Ne jamais dire jamais

J’avais toujours dit jamais.

La première fois, j’avais 16 ans, un toupet au carré et bien des croûtes à manger. Je partais étudier au Cégep de Jonquière. Grosse affaire. Je quittais Rivière-du-Loup, ville de taille modeste, pour une autre ville de taille modeste, où l’attrait touristique le plus populaire auprès des collégiens excités par leur nouvelle liberté était une discothèque décorée par un taxidermiste. (Croyez-moi, danser pompette à côté d’un ours empaillé, ça fait dégriser la demoiselle !)

Je m’en allais vivre dans une résidence double où tout était simple (le lit, le rond de poêle, la vie) et je savais déjà que je ne reviendrais pas sur mes pas. C’était clair. Aussi clair que la vue de l’autre côté du fleuve quand on descend la côte Saint-Pierre par une sèche journée d’hiver.

 

C’est la première fois que je décidais que je ne reviendrais jamais à Rivière-du-Loup. Au grand jamais.

 

Dans l’ordre, j’ai habité à Sherbrooke, Longueuil, Paris, Limoges, Montréal et (encore) Sherbrooke.

Dix années sont passées. Puis, quinze.

++++++

* [CONSIGNES DE TRAVAIL]
1. Recopiez le passage du récit sur le départ de Rivière-du-Loup depuis « J’avais toujours dit » jusqu’à « Au grand jamais. » inclus.
2. Poursuivez le récit sur le départ de Rivière-du-Loup à partir de sa dernière phrase.

* [ENTRÉES EXTRAITES]
++++++

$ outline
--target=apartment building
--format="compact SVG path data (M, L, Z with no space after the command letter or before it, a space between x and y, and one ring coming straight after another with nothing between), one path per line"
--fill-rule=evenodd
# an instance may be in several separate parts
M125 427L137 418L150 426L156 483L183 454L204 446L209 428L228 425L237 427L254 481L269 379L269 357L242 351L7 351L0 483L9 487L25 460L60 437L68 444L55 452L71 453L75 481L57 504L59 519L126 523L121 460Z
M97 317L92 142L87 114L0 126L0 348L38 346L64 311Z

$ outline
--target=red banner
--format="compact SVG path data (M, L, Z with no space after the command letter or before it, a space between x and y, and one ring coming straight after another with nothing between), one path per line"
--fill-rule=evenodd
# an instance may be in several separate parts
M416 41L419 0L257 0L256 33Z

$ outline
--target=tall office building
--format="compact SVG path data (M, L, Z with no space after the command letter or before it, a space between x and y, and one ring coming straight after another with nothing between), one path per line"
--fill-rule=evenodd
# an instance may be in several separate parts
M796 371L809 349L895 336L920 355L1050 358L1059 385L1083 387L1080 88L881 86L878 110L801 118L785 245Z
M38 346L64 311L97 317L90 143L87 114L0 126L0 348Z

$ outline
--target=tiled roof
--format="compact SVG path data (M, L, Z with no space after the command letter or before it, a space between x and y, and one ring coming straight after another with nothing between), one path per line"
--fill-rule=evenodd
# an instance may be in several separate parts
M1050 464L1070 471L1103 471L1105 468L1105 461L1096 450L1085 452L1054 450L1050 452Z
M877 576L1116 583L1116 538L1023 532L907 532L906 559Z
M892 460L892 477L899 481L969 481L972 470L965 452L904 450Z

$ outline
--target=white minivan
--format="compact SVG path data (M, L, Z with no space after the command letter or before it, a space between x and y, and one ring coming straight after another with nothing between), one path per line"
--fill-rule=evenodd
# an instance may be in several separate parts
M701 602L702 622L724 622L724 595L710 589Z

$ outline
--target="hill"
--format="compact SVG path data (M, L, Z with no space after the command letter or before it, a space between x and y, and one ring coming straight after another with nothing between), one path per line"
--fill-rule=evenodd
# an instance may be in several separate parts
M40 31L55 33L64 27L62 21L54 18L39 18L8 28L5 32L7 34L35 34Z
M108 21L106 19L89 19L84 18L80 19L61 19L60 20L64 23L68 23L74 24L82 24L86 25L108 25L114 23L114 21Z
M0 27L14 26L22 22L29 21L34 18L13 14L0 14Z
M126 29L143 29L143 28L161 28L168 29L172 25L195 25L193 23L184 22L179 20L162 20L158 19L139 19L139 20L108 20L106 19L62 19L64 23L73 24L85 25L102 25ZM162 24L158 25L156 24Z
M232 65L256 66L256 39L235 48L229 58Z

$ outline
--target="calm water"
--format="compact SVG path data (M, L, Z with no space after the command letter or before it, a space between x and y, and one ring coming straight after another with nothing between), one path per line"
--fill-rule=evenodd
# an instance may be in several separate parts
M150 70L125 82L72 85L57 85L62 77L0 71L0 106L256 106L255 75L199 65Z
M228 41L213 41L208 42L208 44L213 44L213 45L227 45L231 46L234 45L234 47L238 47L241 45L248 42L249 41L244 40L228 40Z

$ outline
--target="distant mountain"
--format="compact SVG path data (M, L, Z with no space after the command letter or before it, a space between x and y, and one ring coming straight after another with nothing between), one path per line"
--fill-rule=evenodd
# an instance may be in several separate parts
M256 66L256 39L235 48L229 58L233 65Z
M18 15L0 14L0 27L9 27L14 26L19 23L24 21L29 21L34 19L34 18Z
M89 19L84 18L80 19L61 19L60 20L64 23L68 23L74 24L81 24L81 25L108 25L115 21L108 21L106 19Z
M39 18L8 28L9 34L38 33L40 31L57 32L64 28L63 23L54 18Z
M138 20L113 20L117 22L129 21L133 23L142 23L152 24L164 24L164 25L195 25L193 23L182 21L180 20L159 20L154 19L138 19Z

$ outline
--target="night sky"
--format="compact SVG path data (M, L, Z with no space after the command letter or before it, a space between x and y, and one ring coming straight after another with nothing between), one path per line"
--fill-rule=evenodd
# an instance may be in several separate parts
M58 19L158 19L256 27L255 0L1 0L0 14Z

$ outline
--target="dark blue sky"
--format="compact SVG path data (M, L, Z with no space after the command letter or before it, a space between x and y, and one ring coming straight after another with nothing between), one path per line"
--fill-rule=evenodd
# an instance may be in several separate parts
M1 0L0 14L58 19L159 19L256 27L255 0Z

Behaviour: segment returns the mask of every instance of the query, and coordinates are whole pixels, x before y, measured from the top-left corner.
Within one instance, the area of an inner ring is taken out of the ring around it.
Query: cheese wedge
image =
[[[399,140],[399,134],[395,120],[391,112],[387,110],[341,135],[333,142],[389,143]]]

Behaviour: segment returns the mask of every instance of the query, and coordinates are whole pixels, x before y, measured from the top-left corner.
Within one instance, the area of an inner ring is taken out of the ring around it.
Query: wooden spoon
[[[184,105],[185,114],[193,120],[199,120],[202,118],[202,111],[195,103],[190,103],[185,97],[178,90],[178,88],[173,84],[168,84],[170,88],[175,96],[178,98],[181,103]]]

++++++

* [CORRIGÉ DE L’EXERCICE]
1.
J’avais toujours dit jamais.

La première fois, j’avais 16 ans, un toupet au carré et bien des croûtes à manger. Je partais étudier au Cégep de Jonquière. Grosse affaire. Je quittais Rivière-du-Loup, ville de taille modeste, pour une autre ville de taille modeste, où l’attrait touristique le plus populaire auprès des collégiens excités par leur nouvelle liberté était une discothèque décorée par un taxidermiste. (Croyez-moi, danser pompette à côté d’un ours empaillé, ça fait dégriser la demoiselle !)

Je m’en allais vivre dans une résidence double où tout était simple (le lit, le rond de poêle, la vie) et je savais déjà que je ne reviendrais pas sur mes pas. C’était clair. Aussi clair que la vue de l’autre côté du fleuve quand on descend la côte Saint-Pierre par une sèche journée d’hiver.

 

C’est la première fois que je décidais que je ne reviendrais jamais à Rivière-du-Loup. Au grand jamais.

2.
Je ne pourrais pas expliquer pourquoi le vent poussait mes fleurs dans le sens contraire de mes racines, pour emprunter l’expression de Dany Laferrière décrivant son exil dans un récit magistral. Peut-être parce que le froid de l’Est, même s’il fendait les pierres, ne réussissait pas à geler mes plaies qui s’y étaient ouvertes. Peut-être, comme la plupart de mes amis gonflés par l’ambition de leurs 20 ans, je me voyais réussir. Et la réussite ne pouvait pas s’obtenir dans une ville que les Montréalais échouent à situer sans leur application GPS (« Rivière-du-Loup, c’est en banlieue de Val-d’Or, non ? »). Surtout en journalisme, où le succès passait obligatoirement par une couverture des bouchons à l’heure de pointe ou sa face trop maquillée dans le même plan que Pierre Bruneau.

À cet âge, il était également bien vu, dans les cercles cool dont je me réclamais, de médire sur tout ce qui se grouillait à plus de 100 kilomètres carrés de la rue Sainte-Catherine.

Je n’allais donc pas revenir à Rivière-du-Louche.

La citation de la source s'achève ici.